[Selected text]
------------------------------------------------------------
A former Partners in Careers employee has accused the Vancouver nonprofit’s executive director of unlawful termination and discriminatory remarks about the employee’s Muslim faith and Bosnian accent.
In a civil lawsuit in Clark County Superior Court, former lead job developer Advija Hrustic claims that Executive Director Pam Brokaw’s alleged comments that Hrustic was “a person of darkness” and she should “find Jesus in her heart” were part of a work environment characterized by discrimination, fear and ostracization of those who disagreed with Brokaw.
Hrustic asks for $1 million in emotional distress, lost wages, attorney fees and costs. On top of that, she wants $100,000 for her husband’s “loss of consortium and peaceful enjoyment and other damage” to their marriage. Her attorney, Peter Fels, could not be reached on Friday.
Brokaw recently gave notice that she’ll resign Oct. 31 but says the resignation is “completely unrelated” to the pending litigation. She declined to comment on Hrustic’s claim.
Brokaw said she’s leaving the organization because she’s accepted a full-time position as pastor for the Castle Rock United Methodist Church and the Winlock United Methodist Church.
Sue Vanlaanen, chair of Partners in Careers, also declined to comment on the legal case.
Kelly Olson, attorney for Brokaw and Partners in Careers, was not available Friday.
Vanlaanen also said that Brokaw’s resignation was unrelated to the lawsuit.
“The board has a very high level of confidence in Pam and how she has been running PIC,” Vanlaanen said. “Her leaving is a loss for the organization.”
The board will discuss next week how to fill Brokaw’s position.
Hrustic, 47, of Vancouver, is a Muslim survivor of Bosnia’s civil war and has post-traumatic stress disorder resulting from her war experiences, according to her claim. She worked for Partners in Careers for 13 years before Brokaw fired her in September 2012 for taking an extended medical leave related to her PTSD.
The lawsuit alleges that a hostile work environment created by Brokaw aggravated Hrustic’s PTSD symptoms.
Brokaw joined Partners in Careers as executive director in 2009. Beginning in October 2011, Brokaw fired at least five employees during a six-month period, according to the lawsuit.
Brokaw also allegedly ostracized employees who disagreed with her.
After Hrustic questioned Brokaw’s treatment of co-workers, Brokaw stopped acknowledging Hrustic’s presence at staff meetings and told other employees not to speak to Hrustic, the lawsuit claims.
In June 2012, Brokaw allegedly confronted Hrustic about why other employees turned to Hrustic to complain about working conditions and ordered her to report names of anyone who complained.
------------------------------------------------------------
[Stored records]
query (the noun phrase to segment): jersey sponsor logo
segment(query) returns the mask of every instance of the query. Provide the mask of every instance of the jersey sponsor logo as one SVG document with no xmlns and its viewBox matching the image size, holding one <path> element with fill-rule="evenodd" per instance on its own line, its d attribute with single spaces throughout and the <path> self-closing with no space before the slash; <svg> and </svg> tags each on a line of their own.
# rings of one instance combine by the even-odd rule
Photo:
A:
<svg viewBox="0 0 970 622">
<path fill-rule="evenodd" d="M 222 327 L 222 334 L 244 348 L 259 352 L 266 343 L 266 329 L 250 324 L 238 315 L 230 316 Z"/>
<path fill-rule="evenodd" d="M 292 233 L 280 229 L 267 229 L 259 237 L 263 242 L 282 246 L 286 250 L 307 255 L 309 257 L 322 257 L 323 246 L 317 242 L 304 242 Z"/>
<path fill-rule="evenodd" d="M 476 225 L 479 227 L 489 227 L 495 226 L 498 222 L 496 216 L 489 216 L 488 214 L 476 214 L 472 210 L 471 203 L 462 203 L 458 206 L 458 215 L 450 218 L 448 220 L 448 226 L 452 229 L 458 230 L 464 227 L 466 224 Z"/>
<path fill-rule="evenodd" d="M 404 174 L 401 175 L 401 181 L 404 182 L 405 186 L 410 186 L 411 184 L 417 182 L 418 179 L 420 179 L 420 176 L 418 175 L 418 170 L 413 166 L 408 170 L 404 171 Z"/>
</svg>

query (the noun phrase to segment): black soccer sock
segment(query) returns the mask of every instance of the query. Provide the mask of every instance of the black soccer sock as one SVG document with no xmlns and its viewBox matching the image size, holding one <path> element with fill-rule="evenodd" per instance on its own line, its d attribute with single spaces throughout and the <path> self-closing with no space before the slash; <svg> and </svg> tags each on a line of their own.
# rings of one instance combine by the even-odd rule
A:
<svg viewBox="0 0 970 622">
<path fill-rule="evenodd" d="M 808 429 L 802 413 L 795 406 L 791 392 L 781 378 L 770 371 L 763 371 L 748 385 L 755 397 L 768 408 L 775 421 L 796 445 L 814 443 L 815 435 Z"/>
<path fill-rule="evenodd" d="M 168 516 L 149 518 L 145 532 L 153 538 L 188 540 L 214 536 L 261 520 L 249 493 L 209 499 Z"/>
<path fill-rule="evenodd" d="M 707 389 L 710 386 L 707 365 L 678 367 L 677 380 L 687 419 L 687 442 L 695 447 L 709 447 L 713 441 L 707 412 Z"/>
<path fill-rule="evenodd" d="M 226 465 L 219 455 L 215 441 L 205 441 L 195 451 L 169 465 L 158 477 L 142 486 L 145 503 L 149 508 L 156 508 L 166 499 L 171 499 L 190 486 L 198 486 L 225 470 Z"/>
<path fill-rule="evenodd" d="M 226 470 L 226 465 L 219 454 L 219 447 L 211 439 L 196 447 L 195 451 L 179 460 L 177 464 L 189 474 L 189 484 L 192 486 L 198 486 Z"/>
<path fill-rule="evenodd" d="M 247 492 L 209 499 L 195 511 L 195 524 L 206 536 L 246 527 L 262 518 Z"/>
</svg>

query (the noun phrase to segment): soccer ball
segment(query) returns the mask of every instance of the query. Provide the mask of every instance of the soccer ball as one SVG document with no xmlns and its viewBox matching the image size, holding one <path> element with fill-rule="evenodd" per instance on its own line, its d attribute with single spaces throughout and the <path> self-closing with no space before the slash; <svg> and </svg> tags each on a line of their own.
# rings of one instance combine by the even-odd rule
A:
------------------------------------------------------------
[Prompt]
Repeat the part of the lawsuit article starting with "In a civil lawsuit" and going on through "reached on Friday.".

[Answer to the exercise]
In a civil lawsuit in Clark County Superior Court, former lead job developer Advija Hrustic claims that Executive Director Pam Brokaw’s alleged comments that Hrustic was “a person of darkness” and she should “find Jesus in her heart” were part of a work environment characterized by discrimination, fear and ostracization of those who disagreed with Brokaw.
Hrustic asks for $1 million in emotional distress, lost wages, attorney fees and costs. On top of that, she wants $100,000 for her husband’s “loss of consortium and peaceful enjoyment and other damage” to their marriage. Her attorney, Peter Fels, could not be reached on Friday.